OBJETIVO PLANTEADO 1.
Enumera los recursos de logística que el fragmento sobre la guerra contra el crimen en Tamaulipas menciona para preparar el evento del seis de abril.

FRAGMENTO CITADO.
Me llamo Antígona González y busco entre los muertos el cadáver de mi hermano. 

Sara Uribe

Primer trimestre del año 2011. Para que la droga no llegue a tus hijos, la promesa gubernamental que para ese momento del sexenio, ya vivía en el pasado. La guerra contra el crimen era el estandarte de la administración calderonista y su salvaje paso por la vida de este país, se alzó por todo lo alto y ancho de nuestra realidad. La atroz normalidad de un estado que comenzó apelando a la excepción y se convirtió en contidianidad.

Aquel conflicto surcó poblaciones en tiempo presente y aspiraba a hacerlo en el futuro. La numeralia de muertos y desaparecidos era el plato principal de los medios. Cifras y gráficas sustituían nombres, vidas ejercidas. Los detalles de cada tragedia se postulaban como palabrería inútil ante la data, ante los registros. Los cuerpos, cuando más, se convirtieron en números.

El seis de abril de aquel 2011, se planeó un evento en un municipio de Tamaulipas al que asistiría el gobernador del estado, Egidio Torre Cantú. Había que preparar la logística: micrófonos, templete, back. ¿Quiénes serían los asistentes, cuánto duraría, habría reparto de programas sociales?

Todos esos dilemas debían ser resueltos por un grupo de funcionarios públicos. Entre ellos se encontraba una mujer, quien por ser pertenecer a los mandos del aparato estatal (aunque fuera al de cultura), debía asistir al evento.

Las noticias comenzaron a correr. Entre los cuchicheos se alcanzaba a entender el nombre de una localidad tamaulipeca: San Fernando. La referencia a aquel sitio iba acompañada de la sentencia que habita en la palabra fosa. Un número alarmante: cincuenta y nueve. Cincuenta y nueve cuerpos repartidos entre la tierra y el frío. Cincuenta y nueve subjetividades faltaban en sus comunidades. Cincuenta y nueve restos que mostraban sobre su piel, sobre su carne que la didáctica de la crueldad no está dispuesta a ceder ni un milímetro de los territorios conquistados. Nadie sabía en aquel momento que ese número se convertiría en ciento noventa y tres. Matemáticas de la brutalidad.

MATERIAL MOSTRADO.
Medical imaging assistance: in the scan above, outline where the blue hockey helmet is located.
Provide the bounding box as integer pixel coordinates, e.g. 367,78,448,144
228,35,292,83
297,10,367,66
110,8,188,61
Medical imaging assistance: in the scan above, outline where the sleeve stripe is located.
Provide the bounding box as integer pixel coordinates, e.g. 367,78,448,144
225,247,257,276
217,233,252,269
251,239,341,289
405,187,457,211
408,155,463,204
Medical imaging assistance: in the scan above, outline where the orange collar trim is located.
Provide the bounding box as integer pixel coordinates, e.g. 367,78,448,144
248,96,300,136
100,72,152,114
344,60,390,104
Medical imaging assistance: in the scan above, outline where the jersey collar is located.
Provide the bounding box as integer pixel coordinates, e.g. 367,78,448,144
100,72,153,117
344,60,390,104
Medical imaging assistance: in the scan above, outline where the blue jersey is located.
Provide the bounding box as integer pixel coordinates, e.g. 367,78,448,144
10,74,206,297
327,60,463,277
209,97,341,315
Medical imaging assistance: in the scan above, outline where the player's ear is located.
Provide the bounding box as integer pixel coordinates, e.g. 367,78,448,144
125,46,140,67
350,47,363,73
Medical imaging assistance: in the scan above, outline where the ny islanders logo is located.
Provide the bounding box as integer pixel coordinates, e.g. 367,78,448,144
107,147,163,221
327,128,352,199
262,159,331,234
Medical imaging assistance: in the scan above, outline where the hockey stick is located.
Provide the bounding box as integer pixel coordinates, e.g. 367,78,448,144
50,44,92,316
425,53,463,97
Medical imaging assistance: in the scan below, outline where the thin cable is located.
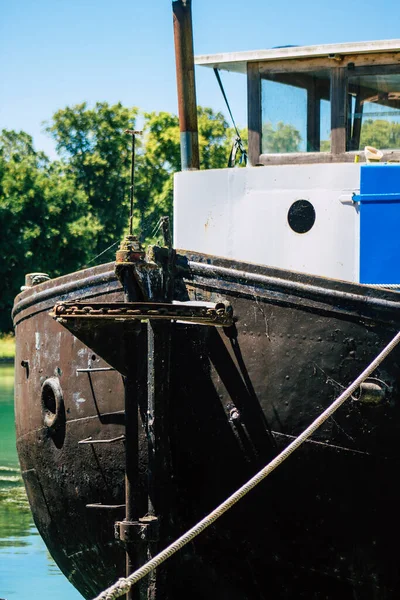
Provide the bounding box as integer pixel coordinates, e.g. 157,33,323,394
78,241,119,271
94,331,400,600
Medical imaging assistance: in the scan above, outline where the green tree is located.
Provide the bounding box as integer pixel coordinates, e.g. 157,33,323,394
46,102,140,251
360,119,400,149
0,130,101,331
262,121,301,154
47,103,242,243
0,103,245,331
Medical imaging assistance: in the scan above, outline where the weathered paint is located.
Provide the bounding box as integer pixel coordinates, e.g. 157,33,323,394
11,253,400,600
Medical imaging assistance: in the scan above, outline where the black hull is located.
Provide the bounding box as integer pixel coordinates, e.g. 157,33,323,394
14,253,400,600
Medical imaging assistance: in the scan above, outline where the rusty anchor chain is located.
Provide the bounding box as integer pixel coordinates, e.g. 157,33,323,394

OBJETIVO PLANTEADO 2.
Edita en los registros todo lo que va desde la línea que contiene "paint is located." hasta la que contiene "11,253,400,600": sustituye "weathered paint" por "faded paint" y deja lo demás intacto.

RESPUESTA 1.
micrófonos, templete, back

RESPUESTA 2.
Medical imaging assistance: in the scan above, outline where the faded paint is located.
Provide the bounding box as integer pixel coordinates, e.g. 157,33,323,394
11,253,400,600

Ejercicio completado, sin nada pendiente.